→ Description of the task
Copy out each line below exactly as it appears.

→ Available records

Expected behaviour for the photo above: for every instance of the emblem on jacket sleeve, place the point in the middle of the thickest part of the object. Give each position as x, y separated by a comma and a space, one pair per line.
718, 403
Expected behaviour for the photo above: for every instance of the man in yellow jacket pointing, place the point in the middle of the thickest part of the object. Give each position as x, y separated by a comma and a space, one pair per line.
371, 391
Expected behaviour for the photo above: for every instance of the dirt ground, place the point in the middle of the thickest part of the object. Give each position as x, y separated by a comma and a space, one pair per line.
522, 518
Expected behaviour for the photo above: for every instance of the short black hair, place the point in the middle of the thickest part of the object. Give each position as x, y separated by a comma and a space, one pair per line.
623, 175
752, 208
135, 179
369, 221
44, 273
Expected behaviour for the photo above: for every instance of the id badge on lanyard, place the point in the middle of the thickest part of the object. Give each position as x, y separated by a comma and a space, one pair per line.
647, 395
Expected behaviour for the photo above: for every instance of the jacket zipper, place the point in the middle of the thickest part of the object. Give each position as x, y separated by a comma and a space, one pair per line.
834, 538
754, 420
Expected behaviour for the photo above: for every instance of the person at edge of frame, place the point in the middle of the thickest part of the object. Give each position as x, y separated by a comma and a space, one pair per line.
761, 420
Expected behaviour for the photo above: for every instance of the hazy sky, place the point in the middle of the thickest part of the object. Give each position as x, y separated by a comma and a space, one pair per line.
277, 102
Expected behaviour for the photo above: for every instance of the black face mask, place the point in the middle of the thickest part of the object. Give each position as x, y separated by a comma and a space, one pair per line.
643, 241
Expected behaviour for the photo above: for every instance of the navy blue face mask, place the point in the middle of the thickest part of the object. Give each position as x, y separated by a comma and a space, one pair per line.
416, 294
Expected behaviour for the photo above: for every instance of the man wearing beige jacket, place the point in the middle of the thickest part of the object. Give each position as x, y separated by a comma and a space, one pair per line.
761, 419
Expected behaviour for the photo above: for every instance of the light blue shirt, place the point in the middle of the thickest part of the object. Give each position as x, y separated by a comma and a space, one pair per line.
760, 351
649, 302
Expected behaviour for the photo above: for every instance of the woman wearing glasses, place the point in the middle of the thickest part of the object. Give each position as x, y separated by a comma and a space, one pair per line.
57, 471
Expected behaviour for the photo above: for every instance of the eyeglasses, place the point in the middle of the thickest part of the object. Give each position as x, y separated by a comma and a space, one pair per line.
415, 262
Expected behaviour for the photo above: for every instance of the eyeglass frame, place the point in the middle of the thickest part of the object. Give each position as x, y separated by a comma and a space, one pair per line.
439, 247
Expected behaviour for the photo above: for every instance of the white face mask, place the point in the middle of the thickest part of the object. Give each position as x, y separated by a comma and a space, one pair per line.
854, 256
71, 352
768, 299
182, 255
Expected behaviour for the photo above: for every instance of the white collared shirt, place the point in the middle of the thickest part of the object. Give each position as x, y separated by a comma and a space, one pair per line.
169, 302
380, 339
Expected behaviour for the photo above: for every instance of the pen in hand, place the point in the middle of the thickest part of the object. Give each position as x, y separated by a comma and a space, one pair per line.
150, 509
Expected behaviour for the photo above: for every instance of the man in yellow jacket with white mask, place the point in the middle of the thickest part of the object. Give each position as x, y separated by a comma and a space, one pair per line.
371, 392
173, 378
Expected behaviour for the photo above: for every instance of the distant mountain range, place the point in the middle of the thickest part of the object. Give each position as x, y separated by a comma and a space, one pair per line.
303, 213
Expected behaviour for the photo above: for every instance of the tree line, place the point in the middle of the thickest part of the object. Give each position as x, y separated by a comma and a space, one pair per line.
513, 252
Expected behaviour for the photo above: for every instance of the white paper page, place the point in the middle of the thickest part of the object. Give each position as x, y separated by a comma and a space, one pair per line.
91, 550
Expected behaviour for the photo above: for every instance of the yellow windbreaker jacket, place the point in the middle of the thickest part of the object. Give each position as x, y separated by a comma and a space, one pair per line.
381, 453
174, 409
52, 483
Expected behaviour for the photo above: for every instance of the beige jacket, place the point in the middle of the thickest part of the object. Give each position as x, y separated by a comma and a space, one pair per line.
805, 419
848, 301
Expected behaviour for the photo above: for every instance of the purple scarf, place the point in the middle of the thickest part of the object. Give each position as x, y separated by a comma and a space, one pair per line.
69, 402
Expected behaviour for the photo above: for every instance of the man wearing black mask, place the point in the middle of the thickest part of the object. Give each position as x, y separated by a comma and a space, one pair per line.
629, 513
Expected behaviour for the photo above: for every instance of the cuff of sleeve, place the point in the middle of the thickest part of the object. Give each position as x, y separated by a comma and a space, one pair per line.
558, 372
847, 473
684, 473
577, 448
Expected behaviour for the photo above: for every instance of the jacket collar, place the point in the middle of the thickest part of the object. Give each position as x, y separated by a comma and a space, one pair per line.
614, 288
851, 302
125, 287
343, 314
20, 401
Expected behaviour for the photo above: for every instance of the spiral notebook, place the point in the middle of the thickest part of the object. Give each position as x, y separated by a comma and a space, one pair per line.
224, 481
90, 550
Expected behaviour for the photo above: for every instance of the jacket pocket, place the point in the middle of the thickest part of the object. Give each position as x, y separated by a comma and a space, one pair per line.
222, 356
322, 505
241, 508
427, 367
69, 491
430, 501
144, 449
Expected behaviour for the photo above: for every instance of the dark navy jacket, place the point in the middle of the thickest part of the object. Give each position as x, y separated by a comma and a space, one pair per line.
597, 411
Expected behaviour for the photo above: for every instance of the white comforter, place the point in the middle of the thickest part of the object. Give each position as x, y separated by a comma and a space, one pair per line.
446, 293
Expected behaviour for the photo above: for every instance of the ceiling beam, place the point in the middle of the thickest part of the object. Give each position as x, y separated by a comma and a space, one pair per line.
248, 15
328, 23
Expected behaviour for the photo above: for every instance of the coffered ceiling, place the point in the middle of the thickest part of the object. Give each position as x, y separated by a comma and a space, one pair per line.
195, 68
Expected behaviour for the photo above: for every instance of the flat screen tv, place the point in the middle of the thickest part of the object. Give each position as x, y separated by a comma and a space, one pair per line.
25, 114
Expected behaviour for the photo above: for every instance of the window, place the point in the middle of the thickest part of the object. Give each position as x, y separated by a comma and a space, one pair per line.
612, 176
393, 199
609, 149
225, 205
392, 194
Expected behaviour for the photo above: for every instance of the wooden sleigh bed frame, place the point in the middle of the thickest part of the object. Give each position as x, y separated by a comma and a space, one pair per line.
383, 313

→ Correct response
Expected behaviour for the photo above: for every instance of the emblem on jacket sleeve, place the point in the middle of the thickest part of the object. Give each position as x, y separated by a comma and a space, one pair per line.
718, 403
Expected behaviour for the photo above: for every instance of the man in yellow jacket pointing, place the point in the middle of the thickest part of the object. Give each position as x, y separated by a comma and a space, one pair per line.
371, 391
Expected behaviour for the photo above: for every instance of the dirt ground, place the point in the middle of the thickest part of the object. Give each position as x, y separated by a comma and a space, one pair per line.
522, 518
Expected behaviour for the photo above: for every instance of the short black hair, place the point in the middle of the thickest part of the object. Give each position as x, y separated by a comma and a space, one pair per line.
623, 175
752, 208
135, 179
369, 221
44, 273
Expected behaviour for the photo above: for every instance of the id badge on lanyard, place the point in the middle of the thickest part of the object. Give each position as x, y separated by a comma and a space, one pair per line.
647, 395
Expected behaviour for the photo above: for every instance of the jacket zipper, place the point in the middle of the thickest part of the object. Give each position as x, y separated by a comma and a space, one pair per line.
834, 538
754, 420
Expected behaviour for the photo above: for every instance of the person at edge of frame, place the point in the middle of the thickest part of the object. Give each position as x, y separated by a comma and a space, one pair per line.
761, 420
Expected behaviour for the photo above: for every instance of the hazy sky, place the point in the middle of the thickest part of the object. Give each position as x, y separated by a comma and a space, one pair per line.
277, 102
Expected behaviour for the photo above: for every instance of the black face mask, place the point in the middle of the thickest part of the object. Give each position as x, y separated by a comma and a space, one pair per line.
643, 241
Expected behaviour for the photo above: for every instance of the navy blue face mask, place the point in the middle of the thickest part of the object. Give each position as x, y separated by a comma and a space, one pair per line.
416, 294
Expected behaviour for the photo above: for every instance of the man wearing beige jacket, place the point in the middle of the thickest part of the object. Give each position as x, y separated by a comma and a space, one pair per line.
761, 419
Expected behaviour for the photo above: for every instance of the light blue shirt, place the point in the middle of the thickest part of the object. Give each position as x, y separated by a comma and a space, one pair per line.
760, 351
649, 302
Expected behaviour for the photo above: for every instance of the woman wearing glasses, place the point in the middle of the thickest part of the object. Give each position as x, y separated by a comma and a space, one pair per line.
57, 471
Expected behaviour for the photo above: for every instance of the eyeglasses, place the point in the middle of the thickest part of the object. Give each position as x, y separated by a comma and a space, one pair per line.
415, 262
Expected behaviour for the photo above: for every instance of the eyeglass frame, place the point in the middle of the thickest part of the object. Give each position as x, y separated by a comma and a space, one pair per line.
439, 247
Expected behaviour for the photo above: for every instance of the white face mask, place the point in the middle of the thickest part of the object. Give each position as x, y separated by a comma and a space, one pair per line.
854, 256
71, 352
768, 299
182, 255
Expected behaviour for the photo above: for every instance of the white collared shirt, place the point in the middle of the thickest part of the object. Give each position as x, y separated by a comma and a space, one pair per line.
169, 302
380, 339
Expected behaviour for the photo above: for every instance of the pen in hand, place the point in the middle of the thickest part of the object. Give each position as x, y separated by a comma and a space, one pair per line.
150, 509
Expected behaviour for the photo above: for every instance of the man in yellow jacket with white mask, place the point in the middle of the thickest part of the object. Give each position as x, y separated by a comma and a space, one pair per line.
371, 392
173, 378
Expected behaviour for the photo above: for every instance of the distant mountain range, place the point in the middle of the thickest part of the object. Give each position as x, y separated by a comma and a space, one pair per line.
303, 213
Expected behaviour for the photo above: for every instance of the tree line, place the point in the middle of the thickest part of the object. Give each position as x, y separated by a comma and a space, one pair per line.
513, 252
Expected behaviour for the photo above: for every instance of the white paper page, place the point in the middle of the thickest part of the object. Give each position as x, y separated by a comma and a space, one pair per line.
91, 550
Expected behaviour for the photo above: for every instance of the yellow windbreaker jacket, place the point in the middle of the thickest part of the object. Give each position as x, y separated by a comma and a space, one pair per line.
381, 453
174, 409
52, 483
Expected behaviour for the photo above: for every instance of the beige jacket, place the point in the middle of the thickest part of the object. Give each position as x, y separated by a comma and a space, one pair per line.
805, 419
848, 301
Expected behaviour for the photo above: for every instance of the purple scarf, place the point in the middle of the thickest part of the object. Give each position as x, y separated by a comma and a space, one pair per line.
69, 402
Expected behaviour for the photo above: for every instance of the man wearing black mask, place the point in the middle of the thickest part of the object. Give each position as x, y separated by a comma and a space, one pair per line.
629, 513
Expected behaviour for the photo above: for every instance of the cuff of sleeve, place the point in the middle of the thickest part of the object. Give each position as x, y separated by a comma and a space, one pair per line.
558, 372
847, 473
684, 473
577, 448
Expected behaviour for the photo above: for every instance of the jacket collar, place the point in the middle of the thickest part of the object. Give each position as x, y separated by a comma and a space, one pair per line.
614, 288
851, 302
125, 287
343, 314
20, 401
Expected behaviour for the photo above: for every instance of the spiral notebook, place the point in the middle of the thickest part of the object. Give each position as x, y separated by a comma and a space, one pair per line.
224, 481
90, 550
Expected behaviour for the photo above: for every instance of the jacket pocket, place the point in the middle of the thickest part of the object. Give each position as x, y separated by a comma and a space, one pair per line.
222, 356
322, 505
241, 508
427, 367
69, 491
430, 501
144, 449
Expected behaviour for the photo above: for every instance of the dark navy jacket, place the point in the middle of the thickest part of the object. Give each position as x, y separated by a comma and a space, one pair per line.
597, 411
Expected behaviour for the photo above: for every instance of the white comforter, place the point in the middle of the thickest part of the object. Give each position as x, y separated by a comma and a space, one pair per line.
446, 293
Expected behaviour for the photo above: for every instance of the ceiling beam, place the point in the middle of the thickest part of the object. Give each position as x, y separated by a comma and a space, one pair per line.
248, 15
328, 23
Expected behaviour for the photo above: for every instance of the coffered ceiling, place the point in the middle of the thickest part of the object. Give each position as x, y separated by a comma and a space, one pair per line.
195, 68
Expected behaviour for the photo above: for every instance of the flat screen tv, place the point in the middle of the thickest part of the object. Give each position as x, y separated by a comma and a space, one pair per line.
25, 114
Expected behaviour for the photo above: for every instance of the window, place the point in the middle of the thickest part of the object. Give each position as x, y separated by a comma and a space, one pair per line.
612, 176
393, 199
609, 149
225, 205
392, 194
Expected behaviour for the photo above: for every instance of the wooden sleigh bed frame, place the point in the middle of the thickest part of the object. Give each position as x, y separated by a comma and a space, one pair per line.
383, 313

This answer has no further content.